**PASSAGE CHOISI:**
Bien que plus modeste, l’empire colonial français fut lui aussi très vaste. En Afrique du Nord, la conquête de l’Algérie, commencée en 1830, se heurta à la résistance du sultan Abd-el-Kader, qui dura jusqu’en 1847 ; la Tunisie devint protectorat en 1883 ; le Maroc, très disputé par les autres puissances, ne le devint qu’en 1912. « En 1914, l’influence française s’étend à l’Afrique du Nord […], à l’Afrique occidentale et à l’Afrique équatoriale placées sous l’autorité de gouverneurs, à l’Indochine (Cochinchine, Annam, Tonkin, Cambodge, Laos) […], à Madagascar, aux Antilles, à l’Océanie et aux comptoirs de l’Inde » [2]. Comme les Britanniques, les Français profitèrent du dépècement de l’empire ottoman et de la fin de la colonisation allemande.
D’autres pays européens participèrent, beaucoup plus modestement, à la colonisation : la Belgique eut le Congo (qu’elle considérait comme sa dixième province, 86 fois plus grand qu’elle !), puis le Ruanda-Urundi ; l’Italie eut la Libye et l’Éthiopie (qu’elle arracha de haute lutte en 1936) ; la Hollande, qui avait participé à la première phase de la colonisation (avec ses compagnies à charte et ses comptoirs), participa aussi à la seconde, avec l’Indonésie et la Guyane ; il en fut de même pour l’Espagne, qui eut une partie du Maroc et du Sahara, et pour le Portugal, qui garda l’Angola, la Mozambique et les Îles du Cap Vert jusqu’en 1974.

[Données d’étiquetage par coordonnées]

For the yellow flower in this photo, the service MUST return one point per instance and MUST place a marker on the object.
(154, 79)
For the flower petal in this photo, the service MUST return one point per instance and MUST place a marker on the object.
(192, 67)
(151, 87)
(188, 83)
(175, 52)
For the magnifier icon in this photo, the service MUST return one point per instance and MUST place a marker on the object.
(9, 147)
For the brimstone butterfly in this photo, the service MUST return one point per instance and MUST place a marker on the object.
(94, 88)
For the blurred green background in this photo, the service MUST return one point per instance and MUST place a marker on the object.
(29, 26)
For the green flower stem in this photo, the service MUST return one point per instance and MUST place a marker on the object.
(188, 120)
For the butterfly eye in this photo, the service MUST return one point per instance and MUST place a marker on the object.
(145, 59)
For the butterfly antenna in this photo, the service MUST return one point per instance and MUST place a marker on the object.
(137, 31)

**À FAIRE:**
1. Indiquez si chacune des affirmations suivantes concorde avec le passage choisi, en répondant par oui ou par non et en citant à l’identique les mots décisifs : (a) la Tunisie devint un protectorat en 1883 ; (b) la résistance d’Abd-el-Kader prit fin en 1830 ; (c) le Portugal garda l’Angola jusqu’en 1974.
2. D’après le passage choisi, en quelle année l’Italie arracha-t-elle l’Éthiopie ?
Les enregistrements constituent un ensemble à part, indépendant du passage choisi.

**RÉPONSES AUX TÂCHES:**
1.
(a) Oui : « la Tunisie devint protectorat en 1883 ».
(b) Non : « qui dura jusqu’en 1847 ».
(c) Oui : « qui garda l’Angola, la Mozambique et les Îles du Cap Vert jusqu’en 1974 ».

2. En 1936.